=== YOUR OBJECTIVE ===
Go to the line holding "For this dataset, tag each instance of the player's dark" in the data below. Return it and each line after it through the last, exactly, and skip the pictures.
::: SUPPLIED RECORDS
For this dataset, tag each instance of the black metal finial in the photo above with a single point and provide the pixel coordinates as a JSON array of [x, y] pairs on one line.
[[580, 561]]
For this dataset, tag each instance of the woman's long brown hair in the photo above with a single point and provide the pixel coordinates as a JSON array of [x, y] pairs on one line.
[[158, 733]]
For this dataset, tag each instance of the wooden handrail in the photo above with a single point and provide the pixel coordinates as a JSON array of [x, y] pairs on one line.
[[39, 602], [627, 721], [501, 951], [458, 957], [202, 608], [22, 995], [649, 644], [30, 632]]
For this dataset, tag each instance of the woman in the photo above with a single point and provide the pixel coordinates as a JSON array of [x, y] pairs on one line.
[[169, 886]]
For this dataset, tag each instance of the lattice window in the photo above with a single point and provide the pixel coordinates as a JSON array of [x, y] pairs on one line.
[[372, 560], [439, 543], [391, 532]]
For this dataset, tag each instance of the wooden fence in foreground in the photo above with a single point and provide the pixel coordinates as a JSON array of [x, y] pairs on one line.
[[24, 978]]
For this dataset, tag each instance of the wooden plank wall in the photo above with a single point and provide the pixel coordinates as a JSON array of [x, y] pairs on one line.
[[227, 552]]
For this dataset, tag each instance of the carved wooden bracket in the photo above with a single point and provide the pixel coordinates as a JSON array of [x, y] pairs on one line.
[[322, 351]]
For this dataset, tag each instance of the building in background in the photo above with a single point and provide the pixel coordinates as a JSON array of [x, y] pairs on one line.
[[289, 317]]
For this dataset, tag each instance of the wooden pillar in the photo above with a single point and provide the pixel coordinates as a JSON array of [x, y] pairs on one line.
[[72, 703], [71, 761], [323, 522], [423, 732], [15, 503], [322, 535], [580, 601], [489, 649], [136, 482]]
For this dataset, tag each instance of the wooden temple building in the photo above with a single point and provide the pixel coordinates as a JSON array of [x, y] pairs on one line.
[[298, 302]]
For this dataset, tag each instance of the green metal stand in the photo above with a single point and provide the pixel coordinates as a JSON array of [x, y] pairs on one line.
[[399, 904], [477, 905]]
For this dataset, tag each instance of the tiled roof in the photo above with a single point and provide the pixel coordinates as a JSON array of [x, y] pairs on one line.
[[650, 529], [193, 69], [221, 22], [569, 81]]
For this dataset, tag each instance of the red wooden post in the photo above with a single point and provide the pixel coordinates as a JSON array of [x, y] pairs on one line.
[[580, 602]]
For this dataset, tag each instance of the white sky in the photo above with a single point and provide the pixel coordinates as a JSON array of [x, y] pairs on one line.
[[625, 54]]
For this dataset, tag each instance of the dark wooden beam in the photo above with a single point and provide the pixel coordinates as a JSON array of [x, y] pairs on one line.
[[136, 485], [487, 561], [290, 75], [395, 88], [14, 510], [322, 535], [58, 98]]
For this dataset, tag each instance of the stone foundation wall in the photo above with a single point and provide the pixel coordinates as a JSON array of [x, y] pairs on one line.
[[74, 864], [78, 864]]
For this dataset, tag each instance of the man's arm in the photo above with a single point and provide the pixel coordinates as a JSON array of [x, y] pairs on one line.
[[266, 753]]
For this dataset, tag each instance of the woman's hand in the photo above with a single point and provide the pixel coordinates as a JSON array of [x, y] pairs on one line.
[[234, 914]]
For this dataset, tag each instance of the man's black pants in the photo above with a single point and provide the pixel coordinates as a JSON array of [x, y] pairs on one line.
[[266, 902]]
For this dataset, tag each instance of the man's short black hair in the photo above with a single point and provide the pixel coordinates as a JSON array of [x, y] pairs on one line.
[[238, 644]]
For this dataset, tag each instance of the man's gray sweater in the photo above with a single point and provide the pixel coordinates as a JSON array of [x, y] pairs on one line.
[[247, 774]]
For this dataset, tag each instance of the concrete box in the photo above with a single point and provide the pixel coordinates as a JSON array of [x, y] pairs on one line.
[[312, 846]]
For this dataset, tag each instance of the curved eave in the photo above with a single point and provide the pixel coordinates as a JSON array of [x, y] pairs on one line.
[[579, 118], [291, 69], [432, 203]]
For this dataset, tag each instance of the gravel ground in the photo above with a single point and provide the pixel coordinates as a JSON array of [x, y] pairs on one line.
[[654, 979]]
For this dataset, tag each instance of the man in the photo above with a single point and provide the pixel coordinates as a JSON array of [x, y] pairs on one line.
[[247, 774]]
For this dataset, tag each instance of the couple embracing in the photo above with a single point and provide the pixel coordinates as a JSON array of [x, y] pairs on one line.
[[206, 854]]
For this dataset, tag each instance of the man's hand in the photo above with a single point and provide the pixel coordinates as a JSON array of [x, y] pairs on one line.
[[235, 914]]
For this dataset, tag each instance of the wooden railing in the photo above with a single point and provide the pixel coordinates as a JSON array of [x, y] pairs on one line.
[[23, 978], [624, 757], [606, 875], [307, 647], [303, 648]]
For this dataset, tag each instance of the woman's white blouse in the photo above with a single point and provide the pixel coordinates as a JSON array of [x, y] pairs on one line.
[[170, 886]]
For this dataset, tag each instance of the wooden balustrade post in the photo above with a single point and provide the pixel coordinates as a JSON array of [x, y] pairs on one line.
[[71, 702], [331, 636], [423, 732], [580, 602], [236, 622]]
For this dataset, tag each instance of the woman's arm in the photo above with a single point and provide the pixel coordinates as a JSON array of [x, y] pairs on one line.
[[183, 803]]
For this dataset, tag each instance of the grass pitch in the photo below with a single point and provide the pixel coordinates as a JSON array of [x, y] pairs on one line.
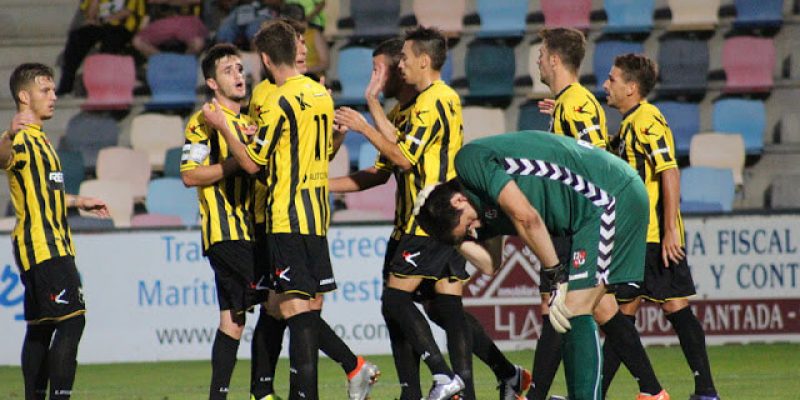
[[741, 372]]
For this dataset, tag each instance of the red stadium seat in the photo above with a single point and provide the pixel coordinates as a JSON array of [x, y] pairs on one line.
[[109, 81], [748, 62]]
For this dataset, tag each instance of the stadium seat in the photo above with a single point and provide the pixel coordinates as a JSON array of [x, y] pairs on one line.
[[490, 70], [604, 53], [683, 66], [742, 116], [758, 13], [155, 134], [694, 15], [482, 121], [340, 165], [748, 62], [785, 192], [168, 196], [707, 189], [375, 18], [502, 18], [354, 69], [173, 80], [629, 16], [73, 169], [109, 81], [155, 220], [447, 15], [172, 162], [122, 164], [531, 119], [88, 133], [568, 14], [718, 150], [684, 121], [117, 194]]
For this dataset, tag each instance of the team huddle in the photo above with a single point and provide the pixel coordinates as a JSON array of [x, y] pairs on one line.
[[601, 214]]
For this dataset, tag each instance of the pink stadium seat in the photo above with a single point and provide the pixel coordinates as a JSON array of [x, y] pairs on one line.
[[748, 62], [109, 81], [570, 14]]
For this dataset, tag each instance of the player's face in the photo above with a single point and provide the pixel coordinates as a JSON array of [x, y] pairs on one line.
[[42, 97], [302, 52], [616, 88], [230, 78]]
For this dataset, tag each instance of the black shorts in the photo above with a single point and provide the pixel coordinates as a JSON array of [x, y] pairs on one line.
[[53, 291], [233, 264], [660, 284], [423, 257], [563, 246], [300, 264]]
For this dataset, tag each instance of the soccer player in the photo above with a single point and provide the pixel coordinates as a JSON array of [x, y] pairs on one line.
[[532, 184], [42, 241], [361, 374], [294, 144], [645, 142], [576, 113], [387, 79], [422, 154], [225, 198]]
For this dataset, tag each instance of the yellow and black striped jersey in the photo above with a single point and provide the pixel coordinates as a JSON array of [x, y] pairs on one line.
[[257, 101], [645, 142], [36, 182], [111, 7], [578, 114], [294, 142], [226, 206], [430, 133]]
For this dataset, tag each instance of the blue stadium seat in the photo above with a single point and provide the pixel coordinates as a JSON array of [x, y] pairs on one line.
[[490, 69], [73, 169], [531, 119], [88, 133], [502, 18], [743, 116], [706, 189], [604, 53], [683, 65], [375, 18], [168, 196], [629, 16], [758, 13], [354, 69], [173, 80], [684, 120]]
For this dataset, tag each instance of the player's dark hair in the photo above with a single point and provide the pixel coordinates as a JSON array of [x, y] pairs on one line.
[[437, 216], [25, 74], [213, 55], [640, 69], [429, 41], [277, 39], [392, 48], [569, 44]]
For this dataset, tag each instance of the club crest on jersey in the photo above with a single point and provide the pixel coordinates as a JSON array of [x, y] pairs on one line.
[[578, 258]]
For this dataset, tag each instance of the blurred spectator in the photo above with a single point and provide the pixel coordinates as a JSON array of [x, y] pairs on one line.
[[245, 20], [112, 23], [317, 58], [172, 21]]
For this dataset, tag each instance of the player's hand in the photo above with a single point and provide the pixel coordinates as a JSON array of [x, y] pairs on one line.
[[95, 206], [671, 251], [19, 121], [213, 114], [546, 106], [380, 74], [353, 119]]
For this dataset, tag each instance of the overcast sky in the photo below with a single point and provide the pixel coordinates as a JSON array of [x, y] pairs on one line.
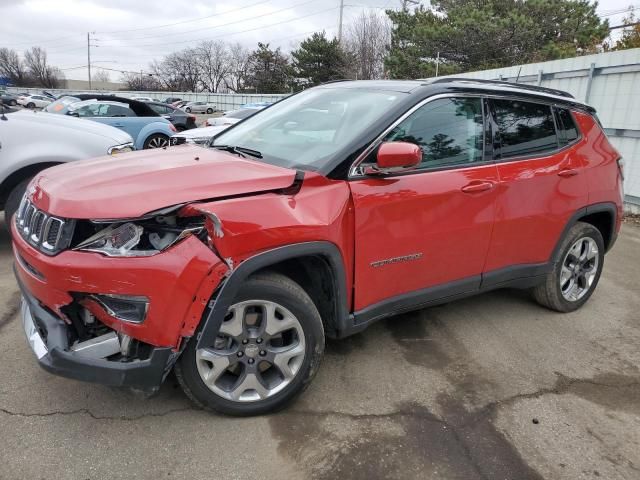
[[131, 33]]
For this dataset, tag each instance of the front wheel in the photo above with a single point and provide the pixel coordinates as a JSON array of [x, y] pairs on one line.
[[267, 350], [575, 276], [157, 140]]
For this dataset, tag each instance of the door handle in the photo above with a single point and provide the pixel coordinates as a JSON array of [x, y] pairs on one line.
::::::
=== ANSWER TO THE EXERCISE ===
For this dataset, tag each instance of the player's dark hair in the photo above with a single point and provide the pixel coordinates as a JSON array of [x, y] pairs on one line.
[[437, 216], [25, 74], [213, 55], [640, 69], [429, 41], [277, 39], [392, 48], [569, 44]]
For this dataset, tag each instance of the club crest on jersey in the photo above with a single point and provide the pixel coordinates as a JSON array of [x, y] pairs on one line.
[[578, 258]]
For this dataset, tag each instance of the blurred spectator in the photo above with a single point and provide the pixel coordinates as a JSON array of [x, y] pairs on one line.
[[245, 20], [112, 23], [317, 58], [172, 21]]
For this dataset, tag each instance of the player's hand in the photo above with a single point and provide the pixel coordinates as a JSON array of [x, y] pairs on one line.
[[95, 206], [671, 251], [19, 121], [213, 114], [546, 106], [380, 74], [353, 119]]
For this dataset, tag each instance of the overcast sky in the photo below with a single point and provide the pixel coordinates as a JSON array of [x, y] pairs on one line.
[[131, 33]]
For this dataset, tag each instance of the front wheel in the photo above with a single point and provide the pixel coordinates as a JSON array of [x, y] pairs on one line.
[[267, 350], [575, 276], [157, 140]]
For this dataset, tag each instance of the door handle in the photo above with a single point and provide the pixel coordinates as a JSON array of [x, y] pairs on one line.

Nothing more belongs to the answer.